*DIRECTIONS FOR THIS TASK:*
Output the following data exactly.

*THE RECORDS:*
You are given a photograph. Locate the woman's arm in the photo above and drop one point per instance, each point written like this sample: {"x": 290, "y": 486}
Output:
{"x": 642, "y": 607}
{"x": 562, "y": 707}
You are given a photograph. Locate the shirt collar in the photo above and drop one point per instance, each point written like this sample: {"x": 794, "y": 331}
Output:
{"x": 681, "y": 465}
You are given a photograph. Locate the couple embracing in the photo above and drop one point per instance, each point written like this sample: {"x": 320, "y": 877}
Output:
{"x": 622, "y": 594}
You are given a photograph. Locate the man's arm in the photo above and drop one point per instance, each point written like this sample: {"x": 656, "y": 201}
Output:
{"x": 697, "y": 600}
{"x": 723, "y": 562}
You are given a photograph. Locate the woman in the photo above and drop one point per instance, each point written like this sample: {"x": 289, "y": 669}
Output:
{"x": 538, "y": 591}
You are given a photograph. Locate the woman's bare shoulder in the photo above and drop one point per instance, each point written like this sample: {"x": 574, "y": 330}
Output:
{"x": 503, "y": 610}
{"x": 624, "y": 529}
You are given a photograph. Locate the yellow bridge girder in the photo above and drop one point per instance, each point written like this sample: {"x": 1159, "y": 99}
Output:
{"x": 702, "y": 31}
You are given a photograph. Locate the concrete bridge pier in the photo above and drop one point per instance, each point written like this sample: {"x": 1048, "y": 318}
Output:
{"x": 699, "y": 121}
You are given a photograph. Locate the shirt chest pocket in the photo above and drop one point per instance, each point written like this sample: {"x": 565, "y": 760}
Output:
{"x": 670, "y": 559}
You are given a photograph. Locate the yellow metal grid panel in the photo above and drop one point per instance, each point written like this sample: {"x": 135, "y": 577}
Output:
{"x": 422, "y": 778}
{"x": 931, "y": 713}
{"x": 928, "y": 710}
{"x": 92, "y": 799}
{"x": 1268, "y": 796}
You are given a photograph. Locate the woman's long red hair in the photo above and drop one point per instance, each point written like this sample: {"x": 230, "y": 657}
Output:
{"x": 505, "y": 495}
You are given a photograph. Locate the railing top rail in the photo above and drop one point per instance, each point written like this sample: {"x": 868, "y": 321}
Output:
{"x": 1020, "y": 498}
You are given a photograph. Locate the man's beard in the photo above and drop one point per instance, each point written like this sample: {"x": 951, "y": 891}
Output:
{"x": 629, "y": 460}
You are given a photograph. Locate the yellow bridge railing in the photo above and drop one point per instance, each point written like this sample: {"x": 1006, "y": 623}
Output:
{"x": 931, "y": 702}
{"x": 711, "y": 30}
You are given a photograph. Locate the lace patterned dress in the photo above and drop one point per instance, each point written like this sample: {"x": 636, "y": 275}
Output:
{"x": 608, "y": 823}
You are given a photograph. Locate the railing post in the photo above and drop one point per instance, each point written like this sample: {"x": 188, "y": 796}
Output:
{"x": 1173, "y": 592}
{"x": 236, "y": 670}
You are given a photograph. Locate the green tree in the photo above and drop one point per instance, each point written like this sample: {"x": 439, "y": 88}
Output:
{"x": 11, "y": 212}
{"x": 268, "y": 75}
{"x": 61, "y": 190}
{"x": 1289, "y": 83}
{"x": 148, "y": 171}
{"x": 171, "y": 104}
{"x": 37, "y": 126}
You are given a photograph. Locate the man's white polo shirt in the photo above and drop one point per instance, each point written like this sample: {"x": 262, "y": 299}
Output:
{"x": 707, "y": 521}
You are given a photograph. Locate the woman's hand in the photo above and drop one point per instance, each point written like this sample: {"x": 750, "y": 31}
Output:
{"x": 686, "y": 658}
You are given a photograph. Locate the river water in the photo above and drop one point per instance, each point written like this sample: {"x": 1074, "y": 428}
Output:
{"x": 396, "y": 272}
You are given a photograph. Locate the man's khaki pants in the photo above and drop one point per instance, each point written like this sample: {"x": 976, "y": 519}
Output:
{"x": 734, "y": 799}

*TASK SOLUTION:*
You are given a photograph. Locate the woman's arm in the photo above and drop one point per instance, each point written like this sample: {"x": 290, "y": 486}
Output:
{"x": 642, "y": 607}
{"x": 562, "y": 707}
You are given a photograph. Locate the shirt collar in the photo above and drop one point per instance, each point written like this sample: {"x": 794, "y": 331}
Output:
{"x": 681, "y": 465}
You are given a photograph. Locate the couple embracing in the photo above and drop one point per instance, each point written like this sample: {"x": 320, "y": 877}
Output:
{"x": 622, "y": 594}
You are given a photograph. Locate the man's arm in the photo above and drop one point per instance, each point written like this sample: {"x": 656, "y": 201}
Output:
{"x": 697, "y": 600}
{"x": 723, "y": 562}
You are given a photograph. Locate the woman in the photo above and drop one point per instance, each point written like this sample: {"x": 289, "y": 669}
Output:
{"x": 538, "y": 591}
You are given a photograph. Locate the woman's bare shoulder in the photo above and drop one point per instance, each point written like this sample: {"x": 574, "y": 330}
Output:
{"x": 503, "y": 610}
{"x": 624, "y": 529}
You are given a photograph. Locate the yellow bridge girder in the photo above and drop one point per instance, each point written like this sample: {"x": 1159, "y": 99}
Output:
{"x": 702, "y": 31}
You are given a photograph. Locate the concrete bridge pier in the photo above and drop one point per instance, each point written like this sample: {"x": 1048, "y": 318}
Output:
{"x": 699, "y": 121}
You are given a photograph. Locate the shirt chest pocket in the photo above and drop one point per instance, each point written like this sample: {"x": 565, "y": 760}
Output:
{"x": 670, "y": 559}
You are given a photograph. Locate the yellow metal grid panel in the photo above and drop one point per instance, each point written like this sample: {"x": 135, "y": 577}
Output:
{"x": 422, "y": 778}
{"x": 931, "y": 713}
{"x": 928, "y": 710}
{"x": 92, "y": 799}
{"x": 1268, "y": 796}
You are given a photograph. Locate the woman's long red hair in the photo above and drop one point per instance, each point written like this sample: {"x": 230, "y": 657}
Output:
{"x": 505, "y": 495}
You are given a photograph. Locate the railing top rail in the photo above and drop one point per instance, each point written like this sample: {"x": 868, "y": 321}
Output:
{"x": 1020, "y": 498}
You are given a photograph. Locate the man's beard in the photo above and drop one point per instance, each point written like this sample: {"x": 951, "y": 891}
Output:
{"x": 629, "y": 460}
You are given a photograph. Locate the yellow bridge railing in the photo above and drop one point per instance, each point written like this sample: {"x": 1006, "y": 623}
Output:
{"x": 931, "y": 702}
{"x": 711, "y": 30}
You are given a photograph. Locate the lace patterned dress in the photo above and drop one point per instance, each point written like this sample: {"x": 636, "y": 275}
Output:
{"x": 608, "y": 823}
You are given a photograph. Locate the railing post in the photo above and drop one point per instance, each point written like this sample: {"x": 188, "y": 796}
Output:
{"x": 1173, "y": 592}
{"x": 236, "y": 670}
You are given a photograph. Locate the green tree in the photo above and drop one point per instance, each point written like this sample: {"x": 439, "y": 88}
Output:
{"x": 11, "y": 212}
{"x": 268, "y": 75}
{"x": 61, "y": 190}
{"x": 1289, "y": 83}
{"x": 148, "y": 171}
{"x": 171, "y": 104}
{"x": 37, "y": 126}
You are given a photograph. Locate the man's white polo shirt in the photo above and drop one point per instance, each point written like this sample: {"x": 262, "y": 299}
Output:
{"x": 707, "y": 521}
You are given a photograph. Locate the woman's hand in the photo above and drop one point per instance, each point written like this sample: {"x": 750, "y": 31}
Output:
{"x": 686, "y": 658}
You are given a photograph. Locate the river water in the photo above and drop one point per instance, each point written like this sample: {"x": 1074, "y": 428}
Output:
{"x": 396, "y": 272}
You are given a photograph. Locate the man's khaki pants in the photo above and drop one point per instance, each point written like this sample: {"x": 976, "y": 519}
Output:
{"x": 734, "y": 799}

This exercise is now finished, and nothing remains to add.